• _Problem to solve_
Return each entry below exactly. Skip the images.
* * *
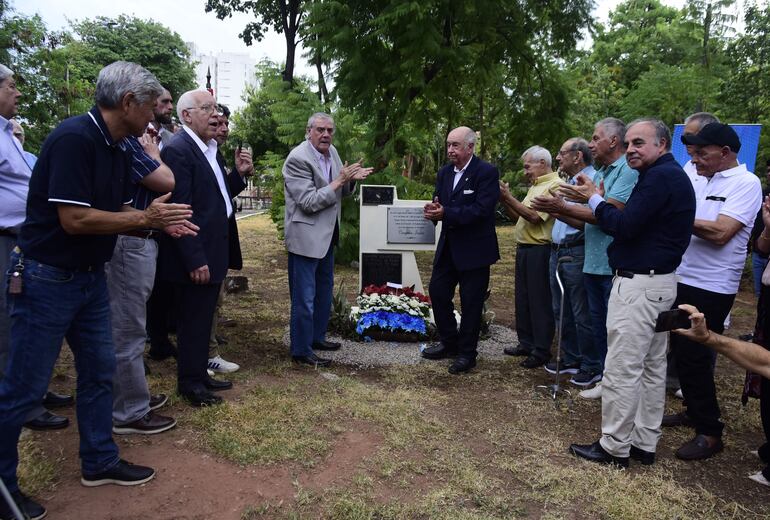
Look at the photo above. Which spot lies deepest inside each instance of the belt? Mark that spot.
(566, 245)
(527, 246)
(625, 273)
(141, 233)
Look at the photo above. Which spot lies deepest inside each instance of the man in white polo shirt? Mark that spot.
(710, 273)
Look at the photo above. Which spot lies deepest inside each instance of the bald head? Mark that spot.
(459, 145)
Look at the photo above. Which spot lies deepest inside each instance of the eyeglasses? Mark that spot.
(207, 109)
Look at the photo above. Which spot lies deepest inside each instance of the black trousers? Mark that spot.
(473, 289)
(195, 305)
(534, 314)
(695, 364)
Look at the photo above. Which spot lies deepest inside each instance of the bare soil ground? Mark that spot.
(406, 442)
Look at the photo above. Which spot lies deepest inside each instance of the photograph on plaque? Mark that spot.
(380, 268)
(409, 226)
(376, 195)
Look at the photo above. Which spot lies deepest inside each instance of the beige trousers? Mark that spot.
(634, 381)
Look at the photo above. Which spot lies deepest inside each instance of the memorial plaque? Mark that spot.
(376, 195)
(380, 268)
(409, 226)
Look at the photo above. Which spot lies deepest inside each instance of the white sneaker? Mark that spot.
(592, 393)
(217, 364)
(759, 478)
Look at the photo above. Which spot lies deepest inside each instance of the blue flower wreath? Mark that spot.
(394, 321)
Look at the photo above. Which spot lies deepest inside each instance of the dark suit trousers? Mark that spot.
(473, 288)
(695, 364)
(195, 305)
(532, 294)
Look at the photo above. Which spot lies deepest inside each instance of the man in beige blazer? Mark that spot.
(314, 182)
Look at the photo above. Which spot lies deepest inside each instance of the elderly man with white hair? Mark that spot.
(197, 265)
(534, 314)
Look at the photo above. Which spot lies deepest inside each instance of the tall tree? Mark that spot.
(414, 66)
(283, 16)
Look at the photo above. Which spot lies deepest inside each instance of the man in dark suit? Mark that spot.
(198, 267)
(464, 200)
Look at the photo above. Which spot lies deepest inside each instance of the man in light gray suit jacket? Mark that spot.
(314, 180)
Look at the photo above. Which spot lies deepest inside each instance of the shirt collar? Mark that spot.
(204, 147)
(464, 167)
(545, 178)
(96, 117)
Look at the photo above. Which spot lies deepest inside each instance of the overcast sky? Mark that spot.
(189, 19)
* * *
• _Problem solution_
Look at the photo above. Which spot lies deepest inside each instance of the belt? Mark that spot.
(566, 245)
(527, 246)
(625, 273)
(141, 233)
Look at the photo above. Which spot lies deepest inside each instance of the man in white polo shirt? Mark that spot.
(710, 273)
Look at the photo above. Which spot lies deepest inside each instance of the bald head? Mark that spot.
(459, 145)
Look at the photo above. Which spot lies deepest inside each instance of the eyeglasses? Mark that spot.
(207, 109)
Look at the photo above. Which spot lies deepest inside each instance of the black trousers? Mark that spot.
(473, 289)
(195, 305)
(534, 314)
(695, 364)
Look at the photo above. Which spot lies deepest inside each instance of the bare soil ground? Mark that spot.
(406, 442)
Look at the photo above. Which spot lies deepest inside each instance of the photograph on plaque? Mark that spot.
(380, 268)
(409, 226)
(376, 195)
Look at the photo above. Which spot lies deepest inside each instance of the beige trousers? Mark that spot.
(634, 381)
Look at the photo above. Which spot lies deepest inside each instance of the memorial plaque? Mark that spot.
(376, 195)
(380, 268)
(409, 226)
Look at the photo above. Which spot lies deepest inside each instance of the white sneaker? Mark that spot.
(592, 393)
(217, 364)
(759, 478)
Look at the photo above. Which spot lies deepest inside each instance of the blue flower wreath? Mark that spot.
(394, 321)
Look at the photo above. Which spot lies deepest inside each instance of the dark suit trousers? Mark that spot.
(473, 288)
(695, 364)
(195, 305)
(532, 294)
Look at the photo above. Which spot lies deepest inside each instance of the man in beige blazer? Mark that spot.
(314, 182)
Look at the photo above. Which spot lies deepest inside each instance of the elderly man with white hair? Mark that spot.
(197, 265)
(534, 314)
Look at the photo above. Which spot lies deepest inside each instance of the tall tree? Mark that spot.
(414, 66)
(283, 16)
Look at the photo above. Which spot lies deepest inside each instance of the man in dark suit? Mark that spot.
(198, 267)
(464, 200)
Look at the photo above. Which spot lies deepest inside each instance of the man in light gray suit jacket? Mark that spot.
(314, 180)
Look at the photo above. Which spot lies deepest inside each instance of the shirt collar? Mark that spot.
(204, 147)
(464, 167)
(545, 178)
(96, 117)
Look at the photo above. Which spot lies deepest inside each instance of the overcast sky? Mark that spot.
(189, 19)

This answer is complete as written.